-- Start of Records supplied --

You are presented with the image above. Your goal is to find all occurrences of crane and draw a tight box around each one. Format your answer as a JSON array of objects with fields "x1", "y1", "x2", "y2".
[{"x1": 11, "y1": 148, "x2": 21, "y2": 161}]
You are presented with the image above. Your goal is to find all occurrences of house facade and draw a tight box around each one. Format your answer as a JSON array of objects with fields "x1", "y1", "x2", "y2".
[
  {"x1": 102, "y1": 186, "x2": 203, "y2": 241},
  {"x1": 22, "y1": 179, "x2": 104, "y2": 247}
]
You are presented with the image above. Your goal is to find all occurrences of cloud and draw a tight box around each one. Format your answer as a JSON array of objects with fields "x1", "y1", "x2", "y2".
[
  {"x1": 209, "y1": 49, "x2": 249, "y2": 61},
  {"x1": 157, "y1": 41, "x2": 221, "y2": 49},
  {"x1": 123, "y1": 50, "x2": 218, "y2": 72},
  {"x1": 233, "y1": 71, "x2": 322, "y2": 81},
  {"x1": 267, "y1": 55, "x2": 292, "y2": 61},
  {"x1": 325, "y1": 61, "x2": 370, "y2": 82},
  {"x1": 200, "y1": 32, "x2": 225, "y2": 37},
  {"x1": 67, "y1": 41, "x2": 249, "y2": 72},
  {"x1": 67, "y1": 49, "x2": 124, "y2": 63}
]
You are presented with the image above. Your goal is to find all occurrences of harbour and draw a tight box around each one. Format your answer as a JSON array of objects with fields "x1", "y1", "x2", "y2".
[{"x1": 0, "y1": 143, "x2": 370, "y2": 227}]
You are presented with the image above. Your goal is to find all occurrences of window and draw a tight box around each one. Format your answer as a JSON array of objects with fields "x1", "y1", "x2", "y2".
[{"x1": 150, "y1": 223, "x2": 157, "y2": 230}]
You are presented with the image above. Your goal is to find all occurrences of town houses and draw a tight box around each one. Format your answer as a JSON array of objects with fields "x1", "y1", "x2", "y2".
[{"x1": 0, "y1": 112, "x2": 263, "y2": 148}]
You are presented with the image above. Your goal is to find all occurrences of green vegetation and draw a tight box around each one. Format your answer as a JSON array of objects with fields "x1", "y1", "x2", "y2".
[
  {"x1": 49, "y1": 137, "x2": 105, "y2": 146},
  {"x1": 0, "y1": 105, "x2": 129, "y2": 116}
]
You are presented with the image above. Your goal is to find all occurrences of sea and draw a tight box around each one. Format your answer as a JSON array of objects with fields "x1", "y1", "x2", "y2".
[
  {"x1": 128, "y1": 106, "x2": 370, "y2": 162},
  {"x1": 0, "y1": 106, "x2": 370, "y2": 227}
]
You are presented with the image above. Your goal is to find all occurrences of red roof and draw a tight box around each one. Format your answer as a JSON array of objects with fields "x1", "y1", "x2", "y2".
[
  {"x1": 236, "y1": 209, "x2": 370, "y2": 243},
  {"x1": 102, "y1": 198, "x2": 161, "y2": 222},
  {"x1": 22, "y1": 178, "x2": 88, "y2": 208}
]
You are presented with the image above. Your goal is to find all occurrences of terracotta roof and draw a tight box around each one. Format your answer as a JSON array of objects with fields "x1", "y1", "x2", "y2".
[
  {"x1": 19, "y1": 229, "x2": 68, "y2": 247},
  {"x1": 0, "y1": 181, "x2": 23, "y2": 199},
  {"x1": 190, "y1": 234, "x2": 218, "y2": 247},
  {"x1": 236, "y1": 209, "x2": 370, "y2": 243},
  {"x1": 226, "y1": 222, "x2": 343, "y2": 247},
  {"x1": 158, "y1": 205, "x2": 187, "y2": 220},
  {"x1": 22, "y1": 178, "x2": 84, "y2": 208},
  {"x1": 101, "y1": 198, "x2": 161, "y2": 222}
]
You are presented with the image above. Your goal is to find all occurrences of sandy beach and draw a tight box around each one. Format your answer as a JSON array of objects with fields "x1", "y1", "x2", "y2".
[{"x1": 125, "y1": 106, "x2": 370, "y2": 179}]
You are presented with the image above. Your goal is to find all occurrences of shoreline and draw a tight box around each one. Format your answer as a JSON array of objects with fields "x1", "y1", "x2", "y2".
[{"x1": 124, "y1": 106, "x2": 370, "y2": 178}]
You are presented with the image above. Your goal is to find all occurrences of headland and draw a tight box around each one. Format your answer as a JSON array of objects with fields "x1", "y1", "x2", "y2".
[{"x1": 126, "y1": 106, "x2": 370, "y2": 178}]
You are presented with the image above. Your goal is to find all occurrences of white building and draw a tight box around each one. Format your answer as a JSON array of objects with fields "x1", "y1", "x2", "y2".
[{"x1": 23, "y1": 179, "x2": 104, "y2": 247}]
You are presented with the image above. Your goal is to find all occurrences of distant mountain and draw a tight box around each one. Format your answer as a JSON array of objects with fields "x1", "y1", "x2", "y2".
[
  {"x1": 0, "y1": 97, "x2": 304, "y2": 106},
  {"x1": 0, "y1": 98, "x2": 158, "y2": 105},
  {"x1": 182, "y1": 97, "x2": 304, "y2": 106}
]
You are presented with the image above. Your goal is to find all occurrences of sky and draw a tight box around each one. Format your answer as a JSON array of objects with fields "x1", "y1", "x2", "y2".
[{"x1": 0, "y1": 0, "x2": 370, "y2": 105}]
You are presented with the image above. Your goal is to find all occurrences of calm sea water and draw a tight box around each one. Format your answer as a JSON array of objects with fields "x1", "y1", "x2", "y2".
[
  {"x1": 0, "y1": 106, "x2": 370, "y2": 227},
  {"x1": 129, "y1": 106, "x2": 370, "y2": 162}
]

-- End of Records supplied --

▶ [What the exercise asks] Lay out the data from the line with "occurrences of distant" through the end as a Markdown table with the columns Row and Text. Number each line and skip any blank ones.

▶ [Full output]
| Row | Text |
|---|---|
| 1 | You are presented with the image above. Your goal is to find all occurrences of distant mountain and draw a tight box around each one. Format your answer as a JSON array of objects with fields "x1", "y1", "x2", "y2". |
| 2 | [ |
| 3 |   {"x1": 0, "y1": 97, "x2": 304, "y2": 106}, |
| 4 |   {"x1": 0, "y1": 98, "x2": 158, "y2": 105}, |
| 5 |   {"x1": 182, "y1": 97, "x2": 304, "y2": 106} |
| 6 | ] |
| 7 | You are presented with the image above. Your goal is to find all occurrences of sky and draw a tight box around each one. Format your answer as a JSON array of objects with fields "x1", "y1", "x2", "y2". |
| 8 | [{"x1": 0, "y1": 0, "x2": 370, "y2": 105}] |
| 9 | You are presented with the image above. Your goal is to find all occurrences of calm sea water and draw a tight box around each one. Format your answer as a JSON array of objects with fields "x1", "y1", "x2", "y2". |
| 10 | [ |
| 11 |   {"x1": 0, "y1": 106, "x2": 370, "y2": 227}, |
| 12 |   {"x1": 129, "y1": 106, "x2": 370, "y2": 162} |
| 13 | ] |